▸ Task to complete
Render every line of the listing below as a Markdown table with the columns "Row" and "Listing Line," leaving out blank lines.

** Start of Entries shown **

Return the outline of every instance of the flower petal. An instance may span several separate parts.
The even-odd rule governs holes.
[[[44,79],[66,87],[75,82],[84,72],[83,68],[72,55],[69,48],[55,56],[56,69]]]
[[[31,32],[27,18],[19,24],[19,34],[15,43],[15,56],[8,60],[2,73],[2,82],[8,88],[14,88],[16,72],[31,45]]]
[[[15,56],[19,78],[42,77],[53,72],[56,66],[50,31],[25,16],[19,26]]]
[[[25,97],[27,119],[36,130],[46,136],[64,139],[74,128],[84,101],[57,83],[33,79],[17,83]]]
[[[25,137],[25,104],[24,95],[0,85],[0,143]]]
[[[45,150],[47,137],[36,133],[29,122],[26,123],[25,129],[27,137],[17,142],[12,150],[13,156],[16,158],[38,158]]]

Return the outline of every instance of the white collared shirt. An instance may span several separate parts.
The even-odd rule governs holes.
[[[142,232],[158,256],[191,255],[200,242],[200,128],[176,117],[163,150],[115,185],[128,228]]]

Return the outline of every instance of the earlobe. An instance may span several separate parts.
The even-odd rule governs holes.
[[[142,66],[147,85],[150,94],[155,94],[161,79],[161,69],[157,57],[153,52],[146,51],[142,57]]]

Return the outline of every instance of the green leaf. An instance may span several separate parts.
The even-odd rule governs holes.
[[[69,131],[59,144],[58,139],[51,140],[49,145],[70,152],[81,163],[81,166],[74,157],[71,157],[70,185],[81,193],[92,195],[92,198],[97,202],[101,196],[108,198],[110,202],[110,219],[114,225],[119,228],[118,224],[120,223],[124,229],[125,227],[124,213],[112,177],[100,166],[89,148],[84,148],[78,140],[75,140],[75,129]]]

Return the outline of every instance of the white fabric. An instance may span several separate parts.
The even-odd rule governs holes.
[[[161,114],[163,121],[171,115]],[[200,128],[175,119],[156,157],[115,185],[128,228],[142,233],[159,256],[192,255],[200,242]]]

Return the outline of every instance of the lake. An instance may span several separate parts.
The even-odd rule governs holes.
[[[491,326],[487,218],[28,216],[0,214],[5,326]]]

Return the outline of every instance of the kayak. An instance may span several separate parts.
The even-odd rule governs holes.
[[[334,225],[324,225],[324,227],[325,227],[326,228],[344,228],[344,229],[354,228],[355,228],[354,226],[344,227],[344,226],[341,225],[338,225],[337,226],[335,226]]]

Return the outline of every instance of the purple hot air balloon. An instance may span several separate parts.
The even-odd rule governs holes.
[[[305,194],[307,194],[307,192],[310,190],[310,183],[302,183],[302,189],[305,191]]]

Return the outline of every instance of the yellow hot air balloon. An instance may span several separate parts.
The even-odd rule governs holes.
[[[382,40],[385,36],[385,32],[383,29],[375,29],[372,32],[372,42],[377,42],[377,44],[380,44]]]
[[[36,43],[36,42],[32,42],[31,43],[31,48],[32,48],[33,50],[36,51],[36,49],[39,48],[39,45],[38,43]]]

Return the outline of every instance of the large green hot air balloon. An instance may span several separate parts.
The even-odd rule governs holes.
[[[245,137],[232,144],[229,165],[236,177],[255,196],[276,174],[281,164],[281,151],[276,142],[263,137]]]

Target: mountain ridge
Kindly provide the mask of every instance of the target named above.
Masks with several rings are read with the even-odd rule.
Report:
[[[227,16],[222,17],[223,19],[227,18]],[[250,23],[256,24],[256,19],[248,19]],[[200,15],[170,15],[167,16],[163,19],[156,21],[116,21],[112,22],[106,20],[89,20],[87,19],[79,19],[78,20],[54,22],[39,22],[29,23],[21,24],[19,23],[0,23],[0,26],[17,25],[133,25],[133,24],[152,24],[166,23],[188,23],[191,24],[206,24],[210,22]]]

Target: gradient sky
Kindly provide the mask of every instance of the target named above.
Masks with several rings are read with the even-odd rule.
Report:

** End of Entries shown **

▸ The output
| Row | Listing Line |
|---|---|
| 1 | Return the outline of every instance of the flower petal. An instance may span several separate parts. |
| 2 | The even-odd rule governs holes. |
| 3 | [[[44,79],[66,87],[75,82],[84,72],[83,68],[72,55],[69,48],[55,56],[56,69]]] |
| 4 | [[[31,32],[27,18],[19,24],[19,34],[15,43],[15,56],[8,60],[2,73],[2,82],[8,88],[14,88],[16,72],[31,45]]] |
| 5 | [[[15,56],[19,78],[42,77],[53,72],[56,66],[50,31],[25,16],[19,26]]] |
| 6 | [[[25,97],[27,119],[36,130],[46,136],[64,139],[74,128],[84,101],[57,83],[33,79],[17,83]]] |
| 7 | [[[25,137],[25,104],[24,95],[0,85],[0,143]]] |
| 8 | [[[45,150],[47,137],[36,133],[29,122],[26,123],[25,129],[27,137],[17,142],[12,150],[13,156],[16,158],[38,158]]] |
| 9 | Return the outline of every instance of the white collared shirt. An instance may span several separate parts. |
| 10 | The even-odd rule governs holes. |
| 11 | [[[142,232],[158,256],[191,255],[200,242],[200,128],[176,117],[163,150],[115,185],[128,228]]] |
| 12 | Return the outline of every instance of the earlobe. An instance may span several separate parts. |
| 13 | The even-odd rule governs holes. |
| 14 | [[[142,66],[147,85],[150,94],[155,94],[161,79],[161,69],[157,57],[153,52],[146,51],[142,57]]] |
| 15 | Return the outline of every instance of the green leaf. An instance may span several separate parts. |
| 16 | The even-odd rule governs holes. |
| 17 | [[[69,131],[59,144],[58,139],[51,140],[49,145],[70,152],[81,163],[81,166],[74,157],[71,157],[70,185],[81,193],[92,195],[92,198],[97,202],[101,196],[108,198],[110,202],[110,219],[114,225],[119,228],[118,224],[120,223],[124,229],[125,227],[124,213],[112,177],[100,166],[89,148],[84,148],[78,140],[75,140],[75,129]]] |
| 18 | Return the outline of every instance of the white fabric. An instance may span several separate parts. |
| 19 | The even-odd rule governs holes. |
| 20 | [[[161,114],[163,121],[171,115]],[[200,128],[175,119],[156,157],[115,185],[128,228],[142,233],[159,256],[192,255],[200,242]]] |
| 21 | Return the outline of every instance of the lake. An instance may span several separate parts. |
| 22 | The even-odd rule governs holes. |
| 23 | [[[491,326],[487,218],[28,216],[0,214],[5,326]]] |
| 24 | Return the outline of every instance of the kayak. An instance may span several separate parts. |
| 25 | The even-odd rule governs holes. |
| 26 | [[[334,225],[324,225],[324,227],[325,227],[326,228],[344,228],[344,229],[354,228],[355,228],[354,226],[344,227],[344,226],[341,225],[338,225],[337,226],[335,226]]] |
| 27 | Return the outline of every instance of the purple hot air balloon. An instance may span several separate parts. |
| 28 | The even-odd rule governs holes. |
| 29 | [[[305,194],[307,194],[307,192],[310,190],[310,183],[302,183],[302,189],[305,191]]] |
| 30 | Return the outline of every instance of the yellow hot air balloon. An instance may span several separate parts. |
| 31 | The even-odd rule governs holes. |
| 32 | [[[382,40],[385,36],[385,32],[383,29],[375,29],[372,32],[372,42],[377,42],[377,44],[380,44]]] |
| 33 | [[[36,43],[36,42],[32,42],[31,43],[31,48],[32,48],[33,50],[36,51],[36,49],[39,48],[39,45],[38,43]]] |
| 34 | Return the outline of every instance of the large green hot air balloon. An instance may span several separate parts. |
| 35 | The even-odd rule governs holes. |
| 36 | [[[245,137],[232,144],[229,165],[236,177],[255,196],[276,174],[281,164],[281,151],[276,142],[263,137]]] |
| 37 | Target: mountain ridge |
| 38 | Kindly provide the mask of every instance of the target named above. |
| 39 | Masks with several rings are read with the even-odd rule. |
| 40 | Report: |
| 41 | [[[227,16],[222,17],[223,19],[227,18]],[[250,23],[256,24],[256,19],[248,19]],[[200,15],[170,15],[167,16],[163,19],[156,21],[116,21],[112,22],[106,20],[89,20],[87,19],[79,19],[78,20],[54,22],[39,22],[29,23],[21,24],[19,23],[0,23],[0,26],[17,25],[133,25],[133,24],[152,24],[166,23],[188,23],[191,24],[206,24],[210,22]]] |
| 42 | Target: gradient sky |
| 43 | Kindly provide the mask of every instance of the target named above. |
| 44 | Masks with several rings are read with the even-odd rule. |
| 45 | Report: |